# Freshwater Lures - Advice needed



## Davey G (Jan 15, 2006)

Hi Guys.

i'm just about to re-stock the AKFF sock drawer with some lures for use as prizes in future and wanted to order some lures for freshwater species (Bass and Cod/Yellowbelly).

Can you freshwater guys give me some idea of the most popular Bass lures and also lures for Cod/Yellas?

I'll get some poppers but wanted to know which sub-surface lures these species like (spinnerbaits, deep divers, bibless minnows, soft plastics etc?)

Ideally we want to pay around $10-$15 per lure (via motackle) so you can forget the $30 Jackals etc.

Thanks in anticipation


----------



## Levi (Nov 24, 2008)

Heddon Tropedos, GOLD on bass for surface lures, should get them for ~$15 a hit. (baby and Tiny are fav's)
JItterbugs are always popular, not sure on price these days though....
Manns series (5 and 10+) are good and normally cheap as chips from Mo-tackle
Spinner baits- too many to mention.....


----------



## DougOut (Dec 31, 2006)

picked up this 54cm Bass on one of these Kilalure Fatz Rat2, colour #2 in the selection.














10 Bucks or less at Mo's .... not a dear lure.


----------



## koich (Jul 25, 2007)

http://www.motackle.com.au/index.cfm?pr ... ct_id=2293
http://www.motackle.com.au/index.cfm?pr ... uct_id=712


----------



## polylureosis (Jul 24, 2006)

koich said:


> http://www.motackle.com.au/index.cfm?pr=product&product_id=712


 Vote x2


----------



## polylureosis (Jul 24, 2006)

■ **Required task 1**
Retype the passage of the lure thread between "JItterbugs are always" and "in the selection.", inclusive.
■ **Required task 2**
According to the lure thread, why can the $30 Jackals be left out of the order? Answer in one to three sentences.
■ **Required task 3**
Rewrite the lure thread paragraph that begins "Heddon Tropedos, GOLD on bass" as a short list, keeping its main facts.
The listing is separate material, unrelated to the lure thread.

Records from a data source
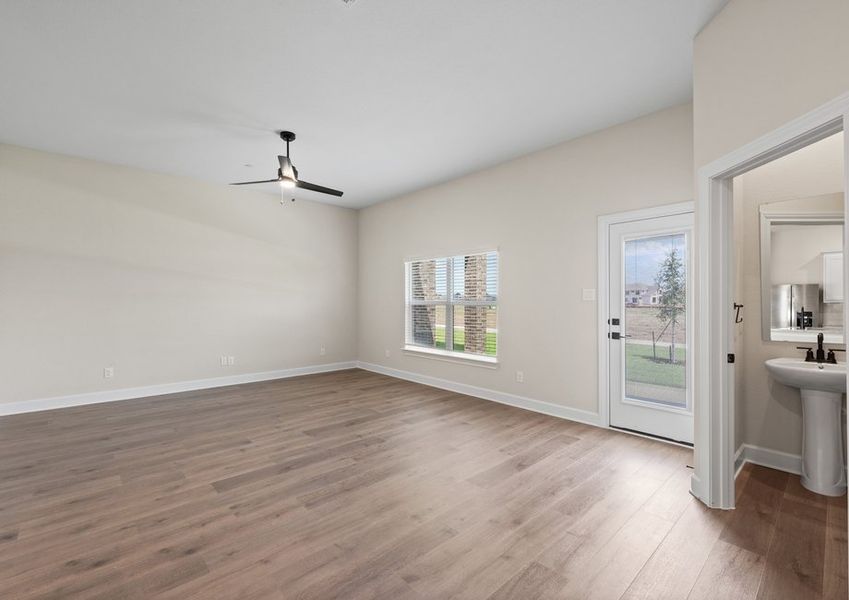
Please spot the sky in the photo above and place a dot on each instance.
(644, 255)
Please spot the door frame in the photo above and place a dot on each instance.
(713, 479)
(603, 285)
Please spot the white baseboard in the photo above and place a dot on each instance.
(774, 459)
(26, 406)
(546, 408)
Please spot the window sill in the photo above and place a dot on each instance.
(490, 362)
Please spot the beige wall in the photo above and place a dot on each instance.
(762, 63)
(540, 212)
(769, 414)
(159, 276)
(756, 66)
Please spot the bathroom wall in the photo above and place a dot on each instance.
(768, 415)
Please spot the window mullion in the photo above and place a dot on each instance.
(449, 307)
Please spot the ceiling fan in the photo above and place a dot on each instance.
(287, 174)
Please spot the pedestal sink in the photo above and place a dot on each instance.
(822, 387)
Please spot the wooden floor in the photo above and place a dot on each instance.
(354, 485)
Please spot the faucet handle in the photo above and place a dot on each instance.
(809, 355)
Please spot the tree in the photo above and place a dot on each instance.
(671, 282)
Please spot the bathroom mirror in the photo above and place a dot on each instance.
(801, 273)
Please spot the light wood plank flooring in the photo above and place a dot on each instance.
(353, 485)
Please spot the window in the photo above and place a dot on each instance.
(452, 305)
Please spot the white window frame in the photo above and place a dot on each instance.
(450, 301)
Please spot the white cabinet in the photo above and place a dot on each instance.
(832, 277)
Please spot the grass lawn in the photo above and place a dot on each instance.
(643, 368)
(460, 340)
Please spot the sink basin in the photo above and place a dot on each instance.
(821, 387)
(808, 376)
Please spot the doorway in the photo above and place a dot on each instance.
(645, 276)
(713, 479)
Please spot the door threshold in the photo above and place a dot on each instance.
(659, 438)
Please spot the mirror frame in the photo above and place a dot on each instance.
(768, 218)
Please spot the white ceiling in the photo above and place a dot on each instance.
(386, 96)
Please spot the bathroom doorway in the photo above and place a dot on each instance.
(739, 195)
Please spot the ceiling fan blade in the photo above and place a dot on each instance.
(286, 168)
(253, 182)
(317, 188)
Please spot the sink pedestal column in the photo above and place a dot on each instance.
(822, 443)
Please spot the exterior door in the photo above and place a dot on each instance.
(650, 358)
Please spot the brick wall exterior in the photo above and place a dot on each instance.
(474, 317)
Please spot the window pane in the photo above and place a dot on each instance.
(429, 279)
(476, 277)
(475, 330)
(428, 326)
(655, 319)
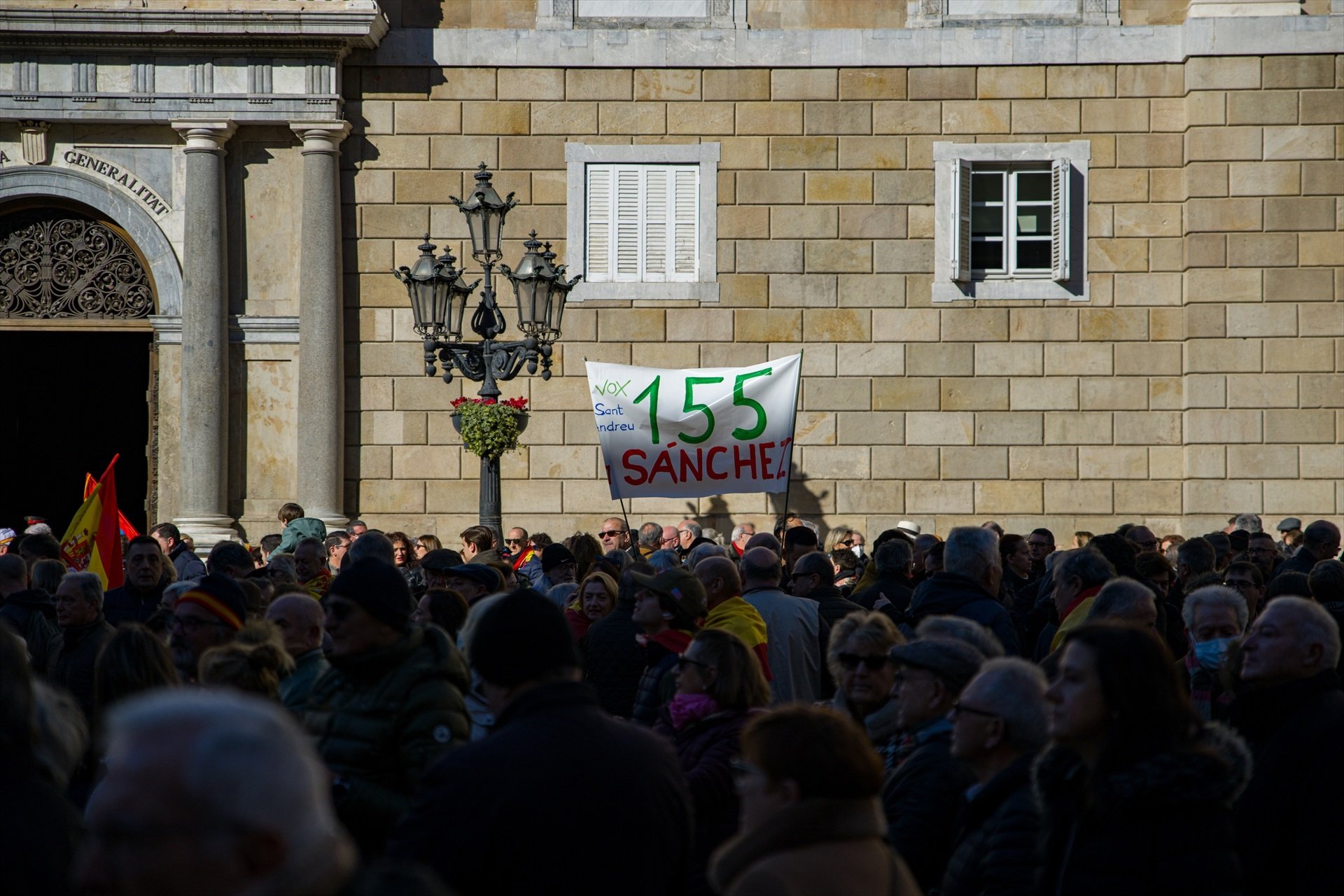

■ **Written solution 1**
JItterbugs are always popular, not sure on price these days though....
Manns series (5 and 10+) are good and normally cheap as chips from Mo-tackle
Spinner baits- too many to mention.....


----------



## DougOut (Dec 31, 2006)

picked up this 54cm Bass on one of these Kilalure Fatz Rat2, colour #2 in the selection.

■ **Written solution 2**
The plan is to pay about $10 to $15 per lure through motackle. Lures that cost around $30, such as Jackals, are beyond that budget.

■ **Written solution 3**
- Heddon Tropedos: excellent bass surface lures at about $15 each; the Baby and Tiny sizes are favorites.
- Jitterbugs: always popular, though the current price is uncertain.
- Manns series (5 and 10+): good and usually very cheap from Mo-tackle.
- Spinnerbaits: too many to name.